### WHAT THIS TASK INVOLVES
Reproduce each of the following entries word for word, with no change to wording, punctuation, or numbers.

----- SUPPLIED DATA -----

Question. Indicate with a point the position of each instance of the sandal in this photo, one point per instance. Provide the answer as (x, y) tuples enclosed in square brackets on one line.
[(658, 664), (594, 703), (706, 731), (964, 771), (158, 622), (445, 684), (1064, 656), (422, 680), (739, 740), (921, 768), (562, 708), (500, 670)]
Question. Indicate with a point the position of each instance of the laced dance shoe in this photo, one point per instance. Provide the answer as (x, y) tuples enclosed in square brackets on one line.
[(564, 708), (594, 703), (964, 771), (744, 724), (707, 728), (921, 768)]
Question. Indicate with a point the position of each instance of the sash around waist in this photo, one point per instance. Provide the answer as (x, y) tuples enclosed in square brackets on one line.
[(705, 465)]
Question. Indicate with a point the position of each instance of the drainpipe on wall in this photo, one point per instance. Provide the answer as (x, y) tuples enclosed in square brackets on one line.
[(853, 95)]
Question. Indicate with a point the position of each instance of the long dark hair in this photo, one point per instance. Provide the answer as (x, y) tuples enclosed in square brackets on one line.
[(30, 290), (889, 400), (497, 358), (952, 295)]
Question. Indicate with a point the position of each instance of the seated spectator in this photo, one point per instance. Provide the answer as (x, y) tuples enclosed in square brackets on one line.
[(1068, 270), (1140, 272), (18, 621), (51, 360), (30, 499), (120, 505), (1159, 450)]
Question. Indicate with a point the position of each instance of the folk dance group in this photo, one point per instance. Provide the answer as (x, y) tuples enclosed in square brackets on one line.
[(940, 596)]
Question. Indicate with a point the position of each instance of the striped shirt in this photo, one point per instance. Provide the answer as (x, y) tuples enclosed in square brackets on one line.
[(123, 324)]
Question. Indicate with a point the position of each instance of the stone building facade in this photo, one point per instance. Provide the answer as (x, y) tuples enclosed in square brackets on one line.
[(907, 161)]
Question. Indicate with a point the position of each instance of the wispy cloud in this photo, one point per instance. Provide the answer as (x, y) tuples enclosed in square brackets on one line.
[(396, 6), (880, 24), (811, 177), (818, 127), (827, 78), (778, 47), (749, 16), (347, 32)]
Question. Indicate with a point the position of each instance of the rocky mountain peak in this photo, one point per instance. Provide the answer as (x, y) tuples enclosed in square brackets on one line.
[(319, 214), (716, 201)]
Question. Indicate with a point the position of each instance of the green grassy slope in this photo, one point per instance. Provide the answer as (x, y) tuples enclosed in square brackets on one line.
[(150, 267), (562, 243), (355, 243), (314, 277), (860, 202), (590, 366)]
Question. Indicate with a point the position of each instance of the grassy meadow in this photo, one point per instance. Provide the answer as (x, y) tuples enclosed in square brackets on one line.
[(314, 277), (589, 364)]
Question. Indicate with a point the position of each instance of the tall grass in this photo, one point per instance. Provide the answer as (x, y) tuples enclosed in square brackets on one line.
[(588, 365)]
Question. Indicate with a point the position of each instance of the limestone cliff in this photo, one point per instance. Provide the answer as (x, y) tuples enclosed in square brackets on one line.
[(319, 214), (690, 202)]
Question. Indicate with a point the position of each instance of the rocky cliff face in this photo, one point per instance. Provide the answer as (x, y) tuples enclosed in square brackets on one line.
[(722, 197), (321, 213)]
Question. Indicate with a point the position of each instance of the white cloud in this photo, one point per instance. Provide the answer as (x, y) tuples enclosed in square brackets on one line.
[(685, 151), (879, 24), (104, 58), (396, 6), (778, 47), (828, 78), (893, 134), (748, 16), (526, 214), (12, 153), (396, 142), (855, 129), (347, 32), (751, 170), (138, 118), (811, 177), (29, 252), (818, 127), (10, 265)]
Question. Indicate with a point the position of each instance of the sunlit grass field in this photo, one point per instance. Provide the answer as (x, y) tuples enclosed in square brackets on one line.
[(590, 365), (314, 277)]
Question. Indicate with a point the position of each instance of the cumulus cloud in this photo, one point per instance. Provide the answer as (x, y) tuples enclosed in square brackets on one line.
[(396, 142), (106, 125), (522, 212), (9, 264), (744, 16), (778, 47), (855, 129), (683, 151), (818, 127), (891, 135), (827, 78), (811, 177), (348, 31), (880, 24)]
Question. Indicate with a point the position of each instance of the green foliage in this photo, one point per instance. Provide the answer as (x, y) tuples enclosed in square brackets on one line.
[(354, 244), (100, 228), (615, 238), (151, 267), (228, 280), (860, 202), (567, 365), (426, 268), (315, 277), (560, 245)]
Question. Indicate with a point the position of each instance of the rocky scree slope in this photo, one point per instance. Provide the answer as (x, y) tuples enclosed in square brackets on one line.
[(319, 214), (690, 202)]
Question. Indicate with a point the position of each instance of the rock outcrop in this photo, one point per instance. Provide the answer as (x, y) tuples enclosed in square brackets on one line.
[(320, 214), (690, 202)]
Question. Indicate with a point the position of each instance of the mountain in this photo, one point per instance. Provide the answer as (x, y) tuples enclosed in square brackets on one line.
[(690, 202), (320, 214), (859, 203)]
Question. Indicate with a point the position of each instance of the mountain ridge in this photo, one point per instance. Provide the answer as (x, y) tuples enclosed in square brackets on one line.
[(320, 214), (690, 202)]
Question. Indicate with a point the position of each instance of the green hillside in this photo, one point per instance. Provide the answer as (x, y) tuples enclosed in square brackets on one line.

-----

### SOLUTION TO THE PROBLEM
Question. Indicate with a point the position of each instance of the sandal in this photo, one point per instance. Provide the answer as (x, y) tuples enclosed in square brackets on one line.
[(658, 664), (594, 703), (706, 731), (964, 771), (158, 622), (445, 684), (1064, 656), (422, 680), (739, 740), (921, 768), (562, 708), (500, 670)]
Question. Indicate with a point the position of each instance of the laced dance shoe in this photo, one point per instance. Provide the answer as (x, y) tuples enclosed in square brackets on one line.
[(564, 708), (594, 703), (964, 771), (744, 724), (707, 728), (921, 768)]
Question. Indicate with a point the position of each instance of the sash around waist in this photo, one point per instance. Provide the answer as (x, y) tuples enclosed in square brackets on one line.
[(705, 465)]
Question. Indicate with a point the position of each instance of the drainpipe on wall in this photo, one point per instance. Provide the answer as (x, y) tuples enclosed in square brackets on one line.
[(853, 95)]
Question. Indicate with a point the position of each instance of the long dark hair in this photo, one point per instance. Provide the answer as (x, y) tuples enclosed in square brackets on one line.
[(30, 290), (889, 400), (497, 358), (952, 295)]
Question. Indicate with a point the position of each instance of the seated spectator in this photo, one point per instance. Provide the answer as (x, y) tuples enclosed in square brackets on one line.
[(1068, 270), (1140, 272), (18, 621), (51, 360), (30, 499), (120, 505), (1159, 450)]
Question. Indicate with a point the position of each instance of the folk dance group in this photo, one point per instance. Provide the answer as (x, y) tuples enclosed in square brackets on one line.
[(940, 596)]
Question. Indicate with a point the position of each instance of the striped shirt in this photo, one point per instance. Provide the answer as (x, y) tuples enclosed in square brackets on one line.
[(123, 324)]
Question. Indicate with a point the position of each instance of the stone building facade in this photo, one point per instance. Provide the answer as (x, y) tuples enclosed in square brackets on one line.
[(907, 161)]
Question. Indicate with a point the position of each instance of the wispy cloud in this photo, one point per instance. Provide the answer as (x, y) tuples enclosed in square brackets on one line.
[(396, 6), (880, 24), (811, 177), (818, 127), (827, 78), (778, 47), (749, 16), (347, 32)]
Question. Indicate with a point the position of each instance of the rocky mountain peak in this photo, one point per instance. Provide the answer as (x, y) tuples enclosed in square brackets on one line.
[(319, 214), (716, 201)]
Question. Indicate with a point the position of each instance of the green grassy slope in this photo, one point per instance. Provide the answer as (x, y) tuples enclosed in square brackets on one line.
[(150, 267), (562, 243), (355, 243), (314, 277), (860, 202), (590, 366)]
Question. Indicate with a point the position of each instance of the grassy meadow in this photo, one point per instance. Provide the answer as (x, y) tuples enclosed in square brackets on one line.
[(314, 277), (589, 364)]
Question. Indicate with a point the position of each instance of the tall grass in this photo, one point per instance. Provide the answer as (x, y) tuples enclosed in square brackets on one line.
[(588, 365)]
Question. Indicate with a point the position of each instance of the limestone cliff in this photo, one point per instance. Provide the answer as (x, y) tuples enclosed in square brackets on one line.
[(319, 214), (690, 202)]
Question. Indicate with a point the position of each instance of the rocky cliff face in this photo, one point per instance. Provide the answer as (x, y) tuples enclosed in square brackets on one line.
[(722, 197), (321, 213)]
Question. Indicate with a point the position of each instance of the white cloud in this photo, one point per instance. Provide the answer as (x, y) tuples enclosed in square brackets on one line.
[(685, 151), (879, 24), (104, 58), (396, 6), (778, 47), (828, 78), (893, 134), (748, 16), (526, 214), (12, 153), (396, 142), (855, 129), (347, 32), (751, 170), (138, 118), (811, 177), (29, 252), (818, 127), (10, 265)]
Question. Indicate with a point the position of each instance of the sunlit grass field in this photo, one point per instance. Provide the answer as (x, y) tuples enclosed in square brackets on one line.
[(590, 365), (314, 277)]
Question. Indicate with a point the position of each instance of the cumulus cloud in this photo, one point per instance. Provide the answer as (x, y) tuples enclosed in square brackets on one line.
[(396, 142), (106, 125), (522, 212), (9, 264), (744, 16), (778, 47), (855, 129), (683, 151), (818, 127), (891, 135), (827, 78), (811, 177), (348, 31), (880, 24)]
Question. Indicate with a point the position of each instance of the green foliage in this photo, one point per instance. Provide the answer as (x, y) tuples enclosed in square brackets on one line.
[(354, 244), (100, 228), (615, 238), (151, 267), (228, 280), (860, 202), (567, 365), (426, 268), (315, 277), (560, 245)]
Question. Indicate with a point the position of each instance of the rocky scree slope in this photo, one point per instance. Provide the answer as (x, y) tuples enclosed in square brackets on one line.
[(319, 214), (690, 202)]
Question. Indicate with a point the position of each instance of the rock outcrop in this photo, one point per instance. Provide the answer as (x, y) tuples enclosed in square brackets on one line.
[(320, 214), (690, 202)]
Question. Indicate with a point the position of each instance of the mountain in this photo, one point per instance. Provide the answer as (x, y) tuples enclosed in square brackets on one line.
[(690, 202), (320, 214), (859, 203)]
Question. Indicate with a point the position of each instance of the mountain ridge in this photo, one point per instance. Provide the answer as (x, y) tuples enclosed in square brackets on one line.
[(320, 214), (690, 202)]
Question. Indicate with a point the position of each instance of the green hillside in this photo, one point per instance. Provide the answer as (x, y) tuples enclosed in square brackets on one line.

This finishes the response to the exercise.